* **ABOUT THIS EXERCISE**:
Among the entries, which lines carry the string "white"? Copy each of them.

* **DATA SUPPLIED**:
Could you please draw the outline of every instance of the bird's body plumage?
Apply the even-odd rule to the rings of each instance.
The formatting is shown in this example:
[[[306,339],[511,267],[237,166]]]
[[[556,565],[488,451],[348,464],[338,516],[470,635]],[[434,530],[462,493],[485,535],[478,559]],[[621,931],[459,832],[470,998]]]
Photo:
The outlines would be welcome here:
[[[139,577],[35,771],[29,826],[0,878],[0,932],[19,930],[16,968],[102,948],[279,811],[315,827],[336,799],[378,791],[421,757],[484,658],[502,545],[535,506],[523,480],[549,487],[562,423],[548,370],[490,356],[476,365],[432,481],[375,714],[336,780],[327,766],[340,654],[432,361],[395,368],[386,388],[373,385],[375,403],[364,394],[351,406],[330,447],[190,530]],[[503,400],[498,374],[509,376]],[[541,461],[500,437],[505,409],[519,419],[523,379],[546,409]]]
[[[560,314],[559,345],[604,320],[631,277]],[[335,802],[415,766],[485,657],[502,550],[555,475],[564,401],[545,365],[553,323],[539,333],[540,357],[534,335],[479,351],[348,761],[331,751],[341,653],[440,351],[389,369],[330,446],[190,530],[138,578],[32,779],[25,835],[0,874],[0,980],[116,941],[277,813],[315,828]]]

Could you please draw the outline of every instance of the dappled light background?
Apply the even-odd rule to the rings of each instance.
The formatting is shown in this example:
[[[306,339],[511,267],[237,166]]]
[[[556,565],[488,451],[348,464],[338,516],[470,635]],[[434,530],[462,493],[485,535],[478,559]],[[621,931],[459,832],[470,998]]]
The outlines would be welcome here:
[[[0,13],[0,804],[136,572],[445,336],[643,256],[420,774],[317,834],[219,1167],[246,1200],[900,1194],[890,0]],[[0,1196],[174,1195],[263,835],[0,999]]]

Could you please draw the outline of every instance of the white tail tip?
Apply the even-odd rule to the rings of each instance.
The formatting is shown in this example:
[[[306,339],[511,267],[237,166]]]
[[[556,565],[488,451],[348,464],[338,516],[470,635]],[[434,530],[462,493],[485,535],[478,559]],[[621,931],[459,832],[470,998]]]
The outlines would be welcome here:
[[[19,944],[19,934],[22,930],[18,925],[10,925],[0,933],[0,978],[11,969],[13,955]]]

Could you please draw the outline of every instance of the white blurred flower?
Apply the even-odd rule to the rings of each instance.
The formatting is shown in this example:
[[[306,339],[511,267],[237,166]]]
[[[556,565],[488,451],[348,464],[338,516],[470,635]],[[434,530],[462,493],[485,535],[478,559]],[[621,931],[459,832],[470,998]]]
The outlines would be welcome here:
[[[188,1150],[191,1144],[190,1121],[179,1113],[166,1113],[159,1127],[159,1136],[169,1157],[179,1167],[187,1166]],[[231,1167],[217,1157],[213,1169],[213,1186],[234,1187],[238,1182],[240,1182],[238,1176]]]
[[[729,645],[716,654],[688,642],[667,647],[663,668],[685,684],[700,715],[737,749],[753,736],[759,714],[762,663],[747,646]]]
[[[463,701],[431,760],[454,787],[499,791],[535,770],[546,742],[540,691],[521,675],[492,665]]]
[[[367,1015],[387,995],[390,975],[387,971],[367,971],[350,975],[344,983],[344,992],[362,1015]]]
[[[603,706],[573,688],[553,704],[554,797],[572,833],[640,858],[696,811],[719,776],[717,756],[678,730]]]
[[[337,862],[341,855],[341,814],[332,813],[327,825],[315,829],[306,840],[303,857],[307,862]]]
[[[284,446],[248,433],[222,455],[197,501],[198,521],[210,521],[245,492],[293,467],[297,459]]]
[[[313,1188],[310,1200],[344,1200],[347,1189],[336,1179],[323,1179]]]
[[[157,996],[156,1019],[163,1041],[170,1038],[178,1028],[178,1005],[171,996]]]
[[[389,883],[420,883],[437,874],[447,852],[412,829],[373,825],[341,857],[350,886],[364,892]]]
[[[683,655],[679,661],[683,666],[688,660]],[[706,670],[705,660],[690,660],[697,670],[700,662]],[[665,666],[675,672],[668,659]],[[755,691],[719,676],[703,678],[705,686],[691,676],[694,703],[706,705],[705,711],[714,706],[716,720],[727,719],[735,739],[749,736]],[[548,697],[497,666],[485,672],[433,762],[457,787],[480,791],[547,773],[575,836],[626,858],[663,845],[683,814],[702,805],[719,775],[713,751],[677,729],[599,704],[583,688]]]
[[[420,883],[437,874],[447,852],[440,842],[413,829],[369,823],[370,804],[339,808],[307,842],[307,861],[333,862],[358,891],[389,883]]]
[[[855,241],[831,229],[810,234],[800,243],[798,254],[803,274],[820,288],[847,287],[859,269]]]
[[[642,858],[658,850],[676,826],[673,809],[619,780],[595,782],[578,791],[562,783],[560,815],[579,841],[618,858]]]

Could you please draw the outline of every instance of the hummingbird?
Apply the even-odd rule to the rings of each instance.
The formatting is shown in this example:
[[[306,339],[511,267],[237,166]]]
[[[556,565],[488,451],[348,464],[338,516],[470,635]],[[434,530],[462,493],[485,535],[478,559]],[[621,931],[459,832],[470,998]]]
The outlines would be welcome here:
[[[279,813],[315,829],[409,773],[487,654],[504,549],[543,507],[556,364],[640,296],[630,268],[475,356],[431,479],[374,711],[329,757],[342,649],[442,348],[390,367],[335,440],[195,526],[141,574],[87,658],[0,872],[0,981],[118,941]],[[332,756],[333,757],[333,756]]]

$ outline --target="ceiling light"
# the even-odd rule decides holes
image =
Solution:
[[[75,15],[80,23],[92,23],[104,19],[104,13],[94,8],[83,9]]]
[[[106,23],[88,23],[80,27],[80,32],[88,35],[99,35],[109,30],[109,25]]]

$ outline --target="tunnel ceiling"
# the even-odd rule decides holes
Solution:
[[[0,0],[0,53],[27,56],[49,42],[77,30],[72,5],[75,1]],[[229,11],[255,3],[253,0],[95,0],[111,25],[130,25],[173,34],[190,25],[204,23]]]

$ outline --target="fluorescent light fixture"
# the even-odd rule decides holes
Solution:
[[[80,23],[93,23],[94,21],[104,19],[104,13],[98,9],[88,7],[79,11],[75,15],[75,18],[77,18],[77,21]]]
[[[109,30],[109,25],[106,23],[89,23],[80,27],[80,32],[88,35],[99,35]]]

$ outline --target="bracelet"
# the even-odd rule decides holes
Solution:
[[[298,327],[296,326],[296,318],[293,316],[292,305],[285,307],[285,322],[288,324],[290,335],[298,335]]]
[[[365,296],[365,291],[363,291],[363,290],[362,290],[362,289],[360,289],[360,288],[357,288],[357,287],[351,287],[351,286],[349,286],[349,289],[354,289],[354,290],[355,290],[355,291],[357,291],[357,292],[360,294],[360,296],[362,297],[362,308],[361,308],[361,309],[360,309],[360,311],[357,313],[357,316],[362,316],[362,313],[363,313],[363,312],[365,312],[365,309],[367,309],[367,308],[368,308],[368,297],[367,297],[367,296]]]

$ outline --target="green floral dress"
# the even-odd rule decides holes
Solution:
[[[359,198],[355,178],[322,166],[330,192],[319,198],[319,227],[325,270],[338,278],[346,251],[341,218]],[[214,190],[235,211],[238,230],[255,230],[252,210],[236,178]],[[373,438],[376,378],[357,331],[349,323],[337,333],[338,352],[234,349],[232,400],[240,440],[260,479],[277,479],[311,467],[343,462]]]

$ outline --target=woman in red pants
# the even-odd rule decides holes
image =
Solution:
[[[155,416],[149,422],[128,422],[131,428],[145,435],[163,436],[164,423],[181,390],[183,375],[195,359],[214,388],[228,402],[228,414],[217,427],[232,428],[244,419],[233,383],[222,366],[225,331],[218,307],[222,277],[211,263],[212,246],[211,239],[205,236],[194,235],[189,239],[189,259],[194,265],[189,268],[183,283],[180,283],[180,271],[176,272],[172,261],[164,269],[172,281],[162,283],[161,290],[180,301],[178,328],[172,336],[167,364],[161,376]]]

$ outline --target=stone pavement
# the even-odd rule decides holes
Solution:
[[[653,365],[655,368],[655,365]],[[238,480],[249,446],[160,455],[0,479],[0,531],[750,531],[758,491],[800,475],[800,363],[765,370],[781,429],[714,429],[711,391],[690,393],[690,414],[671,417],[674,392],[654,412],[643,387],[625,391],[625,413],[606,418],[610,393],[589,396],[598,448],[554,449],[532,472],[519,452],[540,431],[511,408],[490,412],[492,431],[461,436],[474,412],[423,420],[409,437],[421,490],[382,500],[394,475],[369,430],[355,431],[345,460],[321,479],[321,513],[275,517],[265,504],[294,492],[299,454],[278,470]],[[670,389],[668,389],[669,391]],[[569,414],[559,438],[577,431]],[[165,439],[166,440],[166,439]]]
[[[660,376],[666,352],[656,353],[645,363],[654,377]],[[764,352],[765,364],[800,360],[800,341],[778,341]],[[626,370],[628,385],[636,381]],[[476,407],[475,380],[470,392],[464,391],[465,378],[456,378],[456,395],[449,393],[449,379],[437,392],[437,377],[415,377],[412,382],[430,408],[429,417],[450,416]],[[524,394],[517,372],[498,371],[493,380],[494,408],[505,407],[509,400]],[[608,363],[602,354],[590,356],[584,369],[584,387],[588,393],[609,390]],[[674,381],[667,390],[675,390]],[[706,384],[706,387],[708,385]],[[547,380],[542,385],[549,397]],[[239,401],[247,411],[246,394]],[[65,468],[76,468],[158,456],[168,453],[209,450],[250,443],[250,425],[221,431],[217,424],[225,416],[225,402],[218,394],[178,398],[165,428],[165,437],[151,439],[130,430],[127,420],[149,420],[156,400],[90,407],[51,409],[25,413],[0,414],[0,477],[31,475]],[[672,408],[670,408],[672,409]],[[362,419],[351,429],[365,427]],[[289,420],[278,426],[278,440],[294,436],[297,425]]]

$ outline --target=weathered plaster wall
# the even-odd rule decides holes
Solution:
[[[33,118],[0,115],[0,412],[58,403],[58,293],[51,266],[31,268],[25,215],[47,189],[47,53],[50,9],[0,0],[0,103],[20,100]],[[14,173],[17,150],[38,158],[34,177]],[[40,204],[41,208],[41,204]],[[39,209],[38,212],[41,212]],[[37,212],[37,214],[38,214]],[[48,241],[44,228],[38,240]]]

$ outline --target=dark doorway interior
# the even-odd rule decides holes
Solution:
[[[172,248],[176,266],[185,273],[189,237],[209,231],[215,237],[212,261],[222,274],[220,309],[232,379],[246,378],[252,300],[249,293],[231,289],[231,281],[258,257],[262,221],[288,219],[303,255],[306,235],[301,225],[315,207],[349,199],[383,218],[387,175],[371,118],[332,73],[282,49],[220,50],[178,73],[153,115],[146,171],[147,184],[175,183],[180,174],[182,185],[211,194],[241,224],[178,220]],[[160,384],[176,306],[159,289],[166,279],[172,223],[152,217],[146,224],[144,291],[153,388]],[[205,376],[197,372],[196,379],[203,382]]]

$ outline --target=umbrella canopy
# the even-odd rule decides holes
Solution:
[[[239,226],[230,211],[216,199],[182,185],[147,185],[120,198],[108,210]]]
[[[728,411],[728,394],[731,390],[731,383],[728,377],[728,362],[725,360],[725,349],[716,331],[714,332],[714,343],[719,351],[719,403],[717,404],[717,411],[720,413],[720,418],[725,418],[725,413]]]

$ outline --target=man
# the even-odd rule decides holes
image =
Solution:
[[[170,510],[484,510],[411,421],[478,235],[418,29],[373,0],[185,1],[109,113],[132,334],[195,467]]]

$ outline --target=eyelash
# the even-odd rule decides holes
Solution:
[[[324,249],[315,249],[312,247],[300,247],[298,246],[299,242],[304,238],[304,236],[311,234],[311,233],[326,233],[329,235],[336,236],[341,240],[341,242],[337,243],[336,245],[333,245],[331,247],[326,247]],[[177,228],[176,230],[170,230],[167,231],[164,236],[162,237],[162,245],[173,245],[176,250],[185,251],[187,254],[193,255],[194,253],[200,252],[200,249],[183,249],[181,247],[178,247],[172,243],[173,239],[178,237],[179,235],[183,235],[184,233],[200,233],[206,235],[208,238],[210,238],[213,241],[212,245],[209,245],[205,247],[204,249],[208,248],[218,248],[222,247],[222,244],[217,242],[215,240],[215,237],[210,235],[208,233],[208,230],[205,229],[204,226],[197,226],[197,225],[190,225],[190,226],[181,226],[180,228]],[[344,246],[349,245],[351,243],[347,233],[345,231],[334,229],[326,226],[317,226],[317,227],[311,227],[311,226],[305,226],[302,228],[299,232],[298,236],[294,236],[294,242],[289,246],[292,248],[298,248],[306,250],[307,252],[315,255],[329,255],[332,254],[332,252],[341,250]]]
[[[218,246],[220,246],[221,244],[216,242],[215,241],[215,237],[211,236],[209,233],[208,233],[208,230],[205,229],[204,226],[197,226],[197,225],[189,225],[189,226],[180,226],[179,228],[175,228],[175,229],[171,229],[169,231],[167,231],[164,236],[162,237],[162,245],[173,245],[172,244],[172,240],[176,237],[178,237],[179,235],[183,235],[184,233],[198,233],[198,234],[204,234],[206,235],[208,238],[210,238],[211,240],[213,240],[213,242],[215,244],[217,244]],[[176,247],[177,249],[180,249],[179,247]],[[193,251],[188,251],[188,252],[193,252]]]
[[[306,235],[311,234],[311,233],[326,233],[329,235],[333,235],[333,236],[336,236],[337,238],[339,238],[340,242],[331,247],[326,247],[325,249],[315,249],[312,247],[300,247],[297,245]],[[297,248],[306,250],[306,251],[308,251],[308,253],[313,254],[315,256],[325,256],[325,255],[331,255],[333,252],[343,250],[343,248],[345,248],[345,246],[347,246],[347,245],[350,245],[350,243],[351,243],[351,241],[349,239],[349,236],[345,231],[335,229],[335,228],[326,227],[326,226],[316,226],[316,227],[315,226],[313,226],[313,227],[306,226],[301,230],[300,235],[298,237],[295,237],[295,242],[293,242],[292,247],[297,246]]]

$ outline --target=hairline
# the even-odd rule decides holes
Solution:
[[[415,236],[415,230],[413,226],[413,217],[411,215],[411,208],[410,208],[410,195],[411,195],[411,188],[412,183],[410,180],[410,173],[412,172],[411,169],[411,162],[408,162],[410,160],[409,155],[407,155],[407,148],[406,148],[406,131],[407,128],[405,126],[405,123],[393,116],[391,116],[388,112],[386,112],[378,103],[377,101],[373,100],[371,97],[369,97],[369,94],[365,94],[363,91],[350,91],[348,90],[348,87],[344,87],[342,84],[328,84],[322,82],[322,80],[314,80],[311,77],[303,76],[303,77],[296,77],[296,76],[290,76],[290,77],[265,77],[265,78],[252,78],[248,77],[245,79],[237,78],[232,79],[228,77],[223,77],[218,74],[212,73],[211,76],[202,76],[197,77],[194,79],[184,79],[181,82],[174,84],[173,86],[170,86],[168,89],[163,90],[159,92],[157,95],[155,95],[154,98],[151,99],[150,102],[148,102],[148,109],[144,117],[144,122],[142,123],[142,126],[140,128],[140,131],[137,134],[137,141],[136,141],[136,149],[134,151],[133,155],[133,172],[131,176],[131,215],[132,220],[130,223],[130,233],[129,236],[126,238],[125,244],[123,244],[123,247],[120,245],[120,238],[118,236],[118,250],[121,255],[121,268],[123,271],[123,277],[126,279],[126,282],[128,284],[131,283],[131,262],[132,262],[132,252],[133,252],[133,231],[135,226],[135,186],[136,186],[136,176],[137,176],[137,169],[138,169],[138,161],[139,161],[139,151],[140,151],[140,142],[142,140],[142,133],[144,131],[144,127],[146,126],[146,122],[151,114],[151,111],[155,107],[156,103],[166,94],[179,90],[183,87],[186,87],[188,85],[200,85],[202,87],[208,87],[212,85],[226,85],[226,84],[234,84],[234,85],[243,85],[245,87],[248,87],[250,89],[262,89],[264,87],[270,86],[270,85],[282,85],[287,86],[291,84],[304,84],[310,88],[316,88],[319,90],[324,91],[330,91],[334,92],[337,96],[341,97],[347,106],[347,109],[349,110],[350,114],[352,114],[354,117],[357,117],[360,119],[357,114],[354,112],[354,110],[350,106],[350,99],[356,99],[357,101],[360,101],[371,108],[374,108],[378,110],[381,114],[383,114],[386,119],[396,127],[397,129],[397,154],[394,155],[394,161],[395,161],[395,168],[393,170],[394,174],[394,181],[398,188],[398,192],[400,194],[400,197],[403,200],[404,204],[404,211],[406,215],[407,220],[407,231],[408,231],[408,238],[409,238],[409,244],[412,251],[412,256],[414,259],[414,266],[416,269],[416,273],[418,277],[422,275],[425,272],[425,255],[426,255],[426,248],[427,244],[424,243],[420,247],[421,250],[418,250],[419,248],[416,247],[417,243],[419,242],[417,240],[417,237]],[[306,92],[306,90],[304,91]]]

* **REPLY TO THE EXERCISE**:
Could you please draw the outline of every instance of the white tail tip?
Could you please draw the outline of every instance of the white blurred flower?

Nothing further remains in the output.